• [Text under study]:
----------------

New national guidelines aim to help doctors and patients navigate the complex – and controversial – diagnosis and treatment of low testosterone.
The guidelines, published Monday in the Canadian Medical Association Journal, were created by a task force of researchers who note many Canadian men are taking testosterone replacement medication despite not having a medically diagnosed condition. While the authors write that diagnosis and treatment of low testosterone are "highly controversial" and the evidence is "of doubtful quality," they say men with deficiency should be treated with replacement therapy "in most cases," even if they have stable cardiovascular disease.
Over the past decade, the marketing of testosterone replacement products has increased considerably and the number of men taking the medication to combat symptoms that include fatigue, lower sex drive, lack of energy and feelings of depression has soared. Health Canada says that men between the ages of 40 and 59 are most likely to be prescribed testosterone replacement, followed by those 65 and older. Market research firm Global Industry Analysts predicts the worldwide market for testosterone replacement will reach $6.5-billion (U.S.) by 2020.
But some experts are challenging the credibility of the guidelines because of financial relationships between several of the authors and the drug companies that sell testosterone replacement products, the serious risks posed by the drugs and the fact there is significant skepticism over the need to treat men for a condition that is a natural part of aging.
"This is a classic case of 'disease mongering,' expanding the definition of disease in order to sell a product," Dr. Barbara Mintzes, senior lecturer in the faculty of pharmacy at the University of Sydney, said in an e-mail.

----------------

• [How to complete this task]:
Continue the article above on the new Canadian guidelines for low testosterone from the point where it ends.

• [Recorded information]:
----------------

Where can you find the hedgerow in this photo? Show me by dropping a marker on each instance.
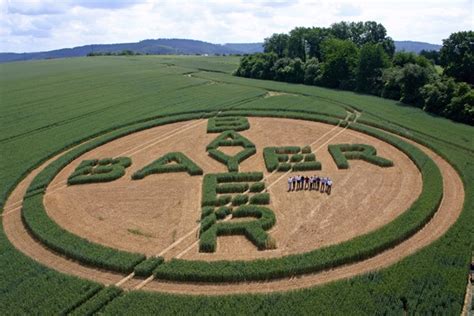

----------------

• [Answer for this exercise]:
Testosterone replacement products were approved to treat medical conditions when the body doesn't produce enough testosterone, or hypogonadism. They have not been approved to treat fatigue, lower sex drive or other symptoms that accompany normal reductions of testosterone due to aging.
But advertising campaigns – such as a website hosted by Abbott, a company that sells testosterone replacement therapy – that suggest men ask their doctor to be screened for testosterone deficiency have coincided with a rise in prescriptions for these products.
Mintzes compared the current situation to major problems that emerged with hormone replacement therapy for menopausal women. Many took those drugs to combat hot flashes and mood swings, but research later confirmed the therapies increased the risk of cancer.
Testosterone replacement therapy can also cause serious health issues.
Last year, Health Canada warned testosterone replacement therapy may lead to "serious and possible life-threatening health and blood vessel problems such as heart attack, stroke," blood clots and irregular heart beat. Some research suggests men with pre-existing heart conditions may face an even greater risk. Health Canada also stated men with low testosterone should not be prescribed medication if other possible causes haven't been ruled out. As of August, 2013, the department had received 35 reports of cardiovascular problems potentially linked to testosterone replacement, including 11 reports of heart attack, blood clots in the lungs and irregular heart beat.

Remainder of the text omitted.